**Dataset entries**
########################################

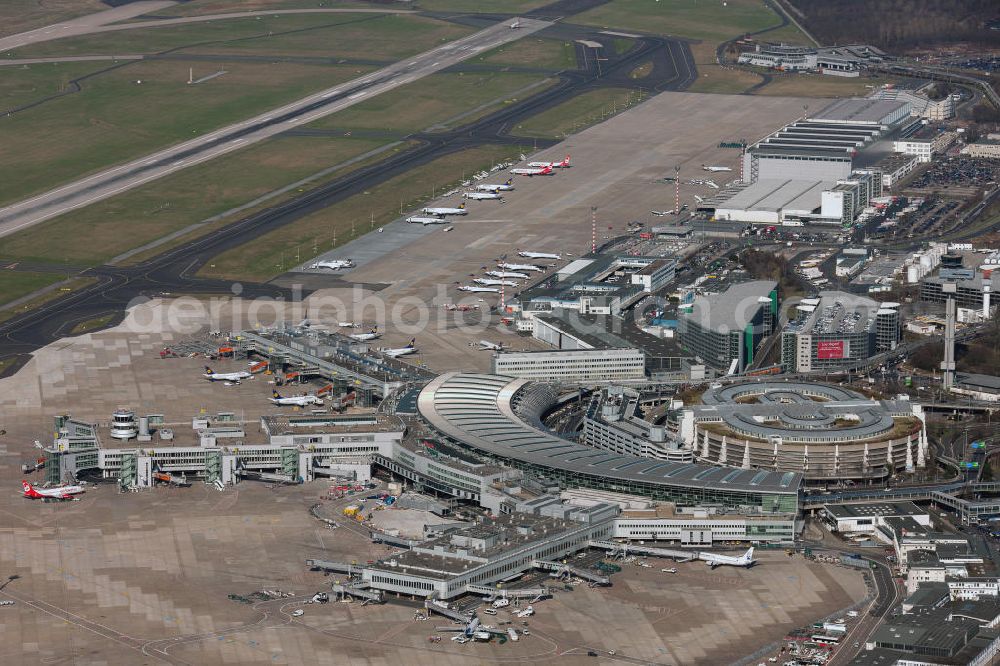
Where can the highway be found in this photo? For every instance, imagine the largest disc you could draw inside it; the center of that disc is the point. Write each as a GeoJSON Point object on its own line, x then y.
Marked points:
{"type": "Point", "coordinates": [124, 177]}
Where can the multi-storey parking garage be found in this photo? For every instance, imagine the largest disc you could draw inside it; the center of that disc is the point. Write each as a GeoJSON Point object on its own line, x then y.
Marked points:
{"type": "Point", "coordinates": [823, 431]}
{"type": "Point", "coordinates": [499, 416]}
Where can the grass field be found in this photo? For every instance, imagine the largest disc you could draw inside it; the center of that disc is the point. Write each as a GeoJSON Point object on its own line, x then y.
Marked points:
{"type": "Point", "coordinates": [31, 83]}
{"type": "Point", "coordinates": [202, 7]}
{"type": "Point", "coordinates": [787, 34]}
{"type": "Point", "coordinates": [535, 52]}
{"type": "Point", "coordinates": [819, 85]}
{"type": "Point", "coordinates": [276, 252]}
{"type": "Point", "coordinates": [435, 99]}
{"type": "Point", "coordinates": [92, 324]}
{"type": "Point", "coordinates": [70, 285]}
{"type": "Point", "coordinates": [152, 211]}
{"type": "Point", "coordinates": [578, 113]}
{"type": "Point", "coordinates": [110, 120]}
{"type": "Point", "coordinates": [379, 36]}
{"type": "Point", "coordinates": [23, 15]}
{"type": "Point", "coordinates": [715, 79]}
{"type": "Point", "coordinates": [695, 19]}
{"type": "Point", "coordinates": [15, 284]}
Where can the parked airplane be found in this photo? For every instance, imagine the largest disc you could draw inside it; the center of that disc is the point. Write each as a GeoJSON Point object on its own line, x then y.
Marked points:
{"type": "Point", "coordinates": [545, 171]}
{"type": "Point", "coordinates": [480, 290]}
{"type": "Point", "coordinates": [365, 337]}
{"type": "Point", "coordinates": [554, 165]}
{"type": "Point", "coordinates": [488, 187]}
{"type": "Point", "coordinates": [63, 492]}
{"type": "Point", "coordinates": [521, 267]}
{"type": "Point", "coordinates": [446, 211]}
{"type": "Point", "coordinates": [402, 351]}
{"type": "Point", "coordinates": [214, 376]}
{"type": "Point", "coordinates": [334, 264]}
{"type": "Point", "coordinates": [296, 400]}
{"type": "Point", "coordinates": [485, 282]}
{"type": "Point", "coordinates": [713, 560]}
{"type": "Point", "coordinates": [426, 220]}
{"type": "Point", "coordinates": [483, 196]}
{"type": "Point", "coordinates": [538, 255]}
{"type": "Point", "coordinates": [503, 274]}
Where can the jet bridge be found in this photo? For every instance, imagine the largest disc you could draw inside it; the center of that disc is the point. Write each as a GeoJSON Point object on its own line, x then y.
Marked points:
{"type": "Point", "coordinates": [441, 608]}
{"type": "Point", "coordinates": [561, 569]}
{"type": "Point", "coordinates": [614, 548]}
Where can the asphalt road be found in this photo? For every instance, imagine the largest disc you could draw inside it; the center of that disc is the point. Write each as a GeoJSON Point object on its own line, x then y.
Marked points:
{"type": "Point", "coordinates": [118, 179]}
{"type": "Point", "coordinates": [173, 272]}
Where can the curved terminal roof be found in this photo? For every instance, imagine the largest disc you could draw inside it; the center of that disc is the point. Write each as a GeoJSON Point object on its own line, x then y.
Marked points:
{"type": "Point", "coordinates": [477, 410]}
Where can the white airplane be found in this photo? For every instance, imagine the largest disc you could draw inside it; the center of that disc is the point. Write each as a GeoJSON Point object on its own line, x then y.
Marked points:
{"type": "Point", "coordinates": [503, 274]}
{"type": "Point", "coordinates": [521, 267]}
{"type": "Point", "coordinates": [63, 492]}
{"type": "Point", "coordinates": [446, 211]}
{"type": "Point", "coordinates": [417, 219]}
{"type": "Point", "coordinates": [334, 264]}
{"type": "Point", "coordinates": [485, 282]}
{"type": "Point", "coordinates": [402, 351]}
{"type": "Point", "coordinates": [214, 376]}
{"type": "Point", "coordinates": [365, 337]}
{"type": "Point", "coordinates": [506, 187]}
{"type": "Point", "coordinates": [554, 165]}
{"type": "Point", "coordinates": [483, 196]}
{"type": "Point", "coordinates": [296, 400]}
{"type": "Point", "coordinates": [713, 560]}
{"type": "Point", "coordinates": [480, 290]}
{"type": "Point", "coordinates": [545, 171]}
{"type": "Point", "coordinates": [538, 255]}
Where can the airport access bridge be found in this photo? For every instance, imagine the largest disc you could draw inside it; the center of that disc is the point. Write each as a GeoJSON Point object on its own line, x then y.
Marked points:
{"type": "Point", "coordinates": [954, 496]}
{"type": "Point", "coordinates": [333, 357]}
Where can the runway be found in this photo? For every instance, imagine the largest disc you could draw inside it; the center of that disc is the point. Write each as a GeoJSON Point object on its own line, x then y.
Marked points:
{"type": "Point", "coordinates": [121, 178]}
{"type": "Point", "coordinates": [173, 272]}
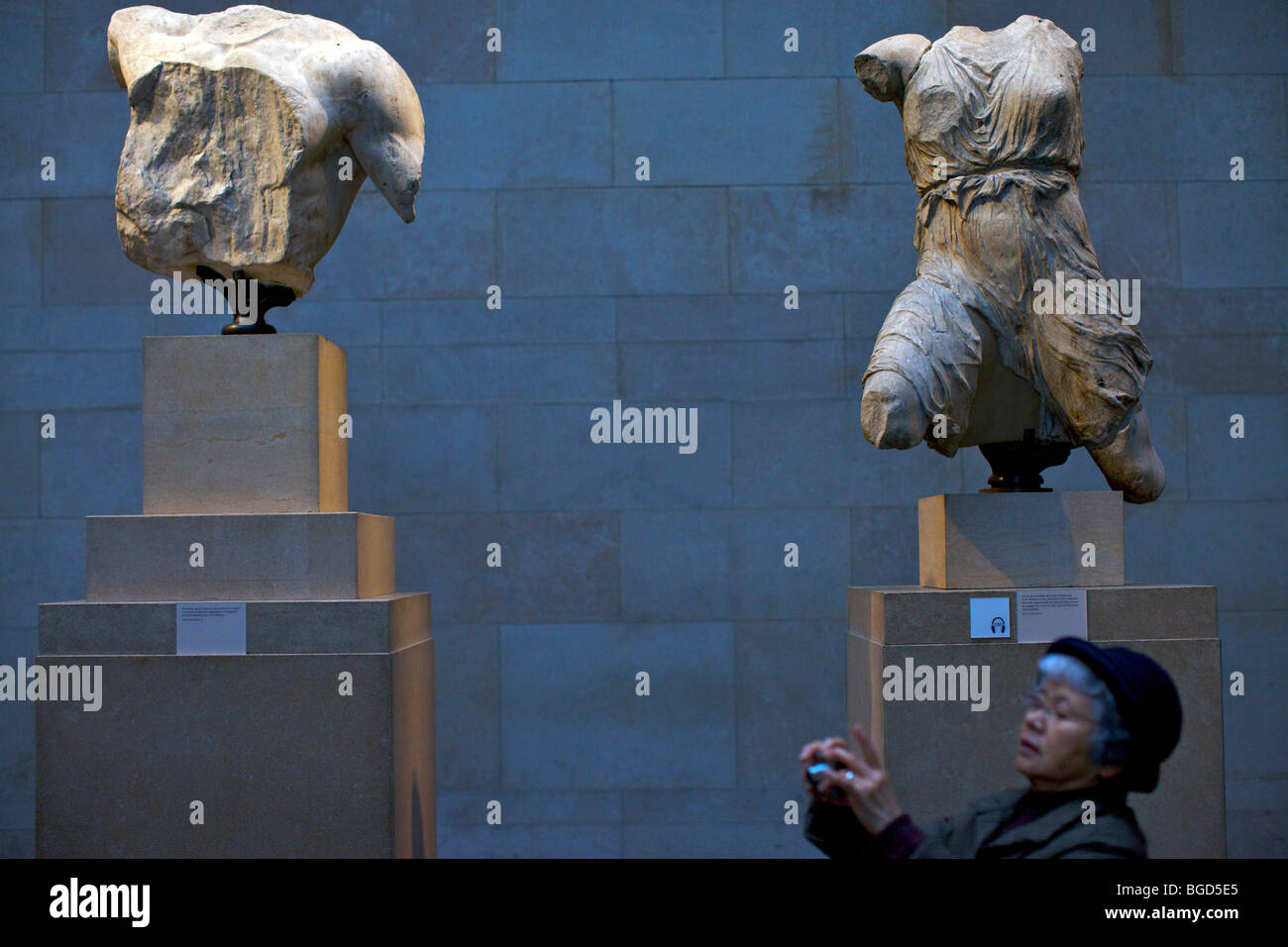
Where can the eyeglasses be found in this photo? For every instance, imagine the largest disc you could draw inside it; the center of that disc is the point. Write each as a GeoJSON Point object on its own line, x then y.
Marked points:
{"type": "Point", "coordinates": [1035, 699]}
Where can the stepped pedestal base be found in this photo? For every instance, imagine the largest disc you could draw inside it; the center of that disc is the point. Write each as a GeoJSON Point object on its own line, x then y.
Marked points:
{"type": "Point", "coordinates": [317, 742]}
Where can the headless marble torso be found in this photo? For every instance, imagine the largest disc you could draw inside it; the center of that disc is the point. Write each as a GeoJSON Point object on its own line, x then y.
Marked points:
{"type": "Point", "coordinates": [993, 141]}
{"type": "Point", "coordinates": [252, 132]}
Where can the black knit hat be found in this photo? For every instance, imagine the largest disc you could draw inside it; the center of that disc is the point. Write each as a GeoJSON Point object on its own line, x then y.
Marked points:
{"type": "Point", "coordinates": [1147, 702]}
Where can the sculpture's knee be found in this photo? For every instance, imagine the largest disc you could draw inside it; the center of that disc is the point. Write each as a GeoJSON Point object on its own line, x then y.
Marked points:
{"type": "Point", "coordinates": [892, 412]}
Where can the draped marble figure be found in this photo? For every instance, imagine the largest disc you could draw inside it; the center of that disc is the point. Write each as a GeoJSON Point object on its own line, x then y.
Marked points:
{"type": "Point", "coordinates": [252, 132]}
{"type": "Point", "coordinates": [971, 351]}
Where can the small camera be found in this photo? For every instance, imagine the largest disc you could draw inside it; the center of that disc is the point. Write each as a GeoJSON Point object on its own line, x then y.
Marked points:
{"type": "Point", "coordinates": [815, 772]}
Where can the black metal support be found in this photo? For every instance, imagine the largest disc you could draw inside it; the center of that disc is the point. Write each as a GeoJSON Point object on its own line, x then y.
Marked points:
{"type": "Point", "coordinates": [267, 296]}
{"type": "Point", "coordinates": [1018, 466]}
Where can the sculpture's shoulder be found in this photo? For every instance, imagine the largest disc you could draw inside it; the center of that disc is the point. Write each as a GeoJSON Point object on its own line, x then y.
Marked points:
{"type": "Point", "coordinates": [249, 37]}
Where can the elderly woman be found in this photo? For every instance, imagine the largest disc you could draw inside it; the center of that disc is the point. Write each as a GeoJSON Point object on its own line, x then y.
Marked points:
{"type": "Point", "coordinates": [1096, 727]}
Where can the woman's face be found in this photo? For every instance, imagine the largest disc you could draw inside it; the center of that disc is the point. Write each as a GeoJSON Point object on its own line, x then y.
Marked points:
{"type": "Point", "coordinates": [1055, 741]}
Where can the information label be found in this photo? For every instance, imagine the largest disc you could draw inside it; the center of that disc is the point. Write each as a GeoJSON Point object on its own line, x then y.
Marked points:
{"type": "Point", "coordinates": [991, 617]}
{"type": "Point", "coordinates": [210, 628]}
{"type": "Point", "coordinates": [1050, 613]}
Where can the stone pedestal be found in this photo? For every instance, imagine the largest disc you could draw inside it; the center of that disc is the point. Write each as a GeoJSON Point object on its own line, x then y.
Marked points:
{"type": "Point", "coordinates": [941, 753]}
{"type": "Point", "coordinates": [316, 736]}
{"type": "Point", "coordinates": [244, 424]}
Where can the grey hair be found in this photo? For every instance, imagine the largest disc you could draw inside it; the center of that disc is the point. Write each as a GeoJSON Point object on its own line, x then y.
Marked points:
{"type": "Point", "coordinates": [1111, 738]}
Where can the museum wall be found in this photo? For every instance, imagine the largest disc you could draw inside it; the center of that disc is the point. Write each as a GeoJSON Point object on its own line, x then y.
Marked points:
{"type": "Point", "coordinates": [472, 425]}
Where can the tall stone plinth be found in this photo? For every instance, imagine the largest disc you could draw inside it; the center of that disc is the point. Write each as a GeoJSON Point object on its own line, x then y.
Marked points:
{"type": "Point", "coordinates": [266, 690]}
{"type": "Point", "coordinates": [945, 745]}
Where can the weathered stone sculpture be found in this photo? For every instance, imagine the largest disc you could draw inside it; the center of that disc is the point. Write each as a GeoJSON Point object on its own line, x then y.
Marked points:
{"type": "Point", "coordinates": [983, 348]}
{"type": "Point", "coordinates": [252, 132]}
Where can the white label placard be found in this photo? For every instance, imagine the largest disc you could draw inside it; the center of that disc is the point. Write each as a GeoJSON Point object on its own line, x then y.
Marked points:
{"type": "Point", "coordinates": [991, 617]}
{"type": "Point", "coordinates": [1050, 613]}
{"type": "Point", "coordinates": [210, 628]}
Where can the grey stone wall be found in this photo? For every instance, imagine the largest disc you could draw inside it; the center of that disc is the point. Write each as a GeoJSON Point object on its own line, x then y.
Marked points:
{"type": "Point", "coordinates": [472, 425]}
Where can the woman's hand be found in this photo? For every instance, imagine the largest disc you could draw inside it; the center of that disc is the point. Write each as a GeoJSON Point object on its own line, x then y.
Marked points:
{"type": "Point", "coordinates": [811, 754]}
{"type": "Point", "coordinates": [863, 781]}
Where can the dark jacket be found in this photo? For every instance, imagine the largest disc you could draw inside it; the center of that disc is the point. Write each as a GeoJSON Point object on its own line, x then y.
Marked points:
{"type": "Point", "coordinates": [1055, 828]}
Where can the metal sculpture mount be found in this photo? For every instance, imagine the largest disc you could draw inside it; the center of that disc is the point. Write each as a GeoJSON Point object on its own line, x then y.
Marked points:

########################################

From the listing above, count the lines that include the word "label" and give the total alone.

2